:: Partes del ejercicio ::
**1.** Contesta estas preguntas sobre el texto del Torrontés:
(a) ¿A qué época se remonta el origen de este vino blanco?
(b) ¿A qué valores agregados está muy asociada la venta de alimentos y bebidas de cierta calidad?
(c) ¿Qué región se menciona como lugar remoto, exótico, bello y poco explotado?
**2.** Reproduce del texto del Torrontés todo lo que va desde "En ese contexto, los" hasta "potencial al respecto.", sin cambiar nada.

:: Texto ::
• • • • •

Esa extraña multiplicidad de facetas que juega entre los distintos sentidos es su principal carta de presentación, unida a todo lo que esconde en términos de historia y terruño. Y es ahí, en la imagen, donde reside la mayor fuerza, la mayor aptitud, la mayor energía de este increíble y aromático vino blanco cuyo origen se remonta a los tiempos de la conquista española.
En nuestros días de marketing global y luchas comerciales por el posicionamiento de productos a nivel planetario, nadie desconoce que la venta de alimentos y bebidas de cierta calidad está muy asociada a los valores agregados históricos, geográficos y culturales.
En ese contexto, los productos que provienen de una región tradicional y reconocida tienen muchas posibilidades, al igual que aquellos que llegan desde lugares remotos (remotos, claro, para los habitantes del primer mundo), exóticos, bellos y poco explotados, tal cual es el Noroeste argentino. Si sumamos, entonces, todos los elementos que constituyen el valor agregado de imagen que arrastra el Torrontés, nos encontramos con que no existe ninguna variedad en nuestros viñedos con semejante potencial al respecto.

• • • • •

:: Información dada ::
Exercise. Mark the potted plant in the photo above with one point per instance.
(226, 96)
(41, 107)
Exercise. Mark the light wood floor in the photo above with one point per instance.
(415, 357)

• • • • •

:: Respuestas ::
**1.**
(a) A los tiempos de la conquista española.
(b) A los valores agregados históricos, geográficos y culturales.
(c) El Noroeste argentino.

**2.**
En ese contexto, los productos que provienen de una región tradicional y reconocida tienen muchas posibilidades, al igual que aquellos que llegan desde lugares remotos (remotos, claro, para los habitantes del primer mundo), exóticos, bellos y poco explotados, tal cual es el Noroeste argentino. Si sumamos, entonces, todos los elementos que constituyen el valor agregado de imagen que arrastra el Torrontés, nos encontramos con que no existe ninguna variedad en nuestros viñedos con semejante potencial al respecto.